TO DO: The entries need to be copied exactly.

•••••

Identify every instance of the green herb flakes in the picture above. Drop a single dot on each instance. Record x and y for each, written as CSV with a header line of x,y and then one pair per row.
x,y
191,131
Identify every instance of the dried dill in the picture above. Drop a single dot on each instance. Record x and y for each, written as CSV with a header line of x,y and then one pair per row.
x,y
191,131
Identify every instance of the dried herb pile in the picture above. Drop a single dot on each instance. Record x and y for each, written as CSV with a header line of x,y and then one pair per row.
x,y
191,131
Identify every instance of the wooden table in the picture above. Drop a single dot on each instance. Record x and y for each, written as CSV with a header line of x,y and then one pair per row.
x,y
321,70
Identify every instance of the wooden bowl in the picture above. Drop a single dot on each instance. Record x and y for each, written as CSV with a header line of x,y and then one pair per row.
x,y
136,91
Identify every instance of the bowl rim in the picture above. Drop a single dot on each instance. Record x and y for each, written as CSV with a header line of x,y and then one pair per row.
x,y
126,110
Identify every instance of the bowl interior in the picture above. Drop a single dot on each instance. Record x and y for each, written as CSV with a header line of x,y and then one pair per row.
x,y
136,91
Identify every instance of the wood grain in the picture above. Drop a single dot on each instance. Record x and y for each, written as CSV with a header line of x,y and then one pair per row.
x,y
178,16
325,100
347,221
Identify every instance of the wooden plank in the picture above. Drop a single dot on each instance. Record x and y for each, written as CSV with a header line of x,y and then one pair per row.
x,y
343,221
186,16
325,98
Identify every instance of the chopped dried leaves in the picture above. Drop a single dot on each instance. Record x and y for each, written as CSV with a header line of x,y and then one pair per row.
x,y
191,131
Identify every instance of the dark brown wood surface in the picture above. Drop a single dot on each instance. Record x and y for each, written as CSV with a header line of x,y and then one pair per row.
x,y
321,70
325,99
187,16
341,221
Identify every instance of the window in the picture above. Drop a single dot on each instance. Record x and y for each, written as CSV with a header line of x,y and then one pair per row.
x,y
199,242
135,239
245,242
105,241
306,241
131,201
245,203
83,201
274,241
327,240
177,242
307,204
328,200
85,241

•••••

WRITTEN SOLUTION:
Identify every instance of the green herb flakes in the picture above. Drop a single dot on each instance. Record x and y for each, written as CSV with a header line of x,y and then one pair per row.
x,y
191,131
Identify every instance of the dried dill in the picture above. Drop a single dot on each instance. Record x and y for each, written as CSV with a header line of x,y and then one pair per row.
x,y
191,131
Identify every instance of the dried herb pile in the picture above. Drop a single dot on each instance. Record x and y for each, written as CSV with a header line of x,y and then one pair per row.
x,y
191,131
Identify every instance of the wooden table in the picture above. Drop a single dot on each instance. Record x and y for each, written as CSV with a header line of x,y and then one pair per row.
x,y
321,70
Identify every instance of the wooden bowl in the picture above. Drop a single dot on each instance. Record x and y for each, written as CSV with a header line of x,y and then one pair per row.
x,y
136,91
Identify every instance of the bowl rim in the picture above. Drop a single dot on each instance. Record x and y for each, written as CSV with a header line of x,y and then one pair per row.
x,y
126,110
Identify every instance of the bowl interior in the picture above. Drop a single dot on each instance. Record x and y for each, written as CSV with a header line of x,y and then one pair per row.
x,y
136,91
Identify every instance of the wood grain in the picture above. Drop a single dot on each instance. Record x and y for each, written as CSV with a header line of x,y and then one pair per row.
x,y
178,16
325,100
347,221
Identify every instance of the wooden plank in the picture above. Drop a single dot on each instance. Record x and y for each, written as CSV with a header line of x,y and then one pair per row.
x,y
343,221
186,16
325,98
Identify every instance of the chopped dried leaves in the picture above. Drop a single dot on each instance. Record x and y for each, written as CSV with a header line of x,y and then one pair per row.
x,y
191,131
Identify every instance of the dark brown wood surface in the picture above. Drop a single dot on each instance. Record x and y for each, written as CSV with a header line of x,y and then one pair per row.
x,y
321,70
325,99
187,16
341,221
Identify every instance of the window in the picture above. Drop a single dot on each instance. Record x and y for each, written as CSV with a header line of x,y and then one pair per row.
x,y
199,242
135,239
245,242
105,241
306,241
131,201
245,203
83,201
274,241
327,240
177,242
307,204
328,200
85,241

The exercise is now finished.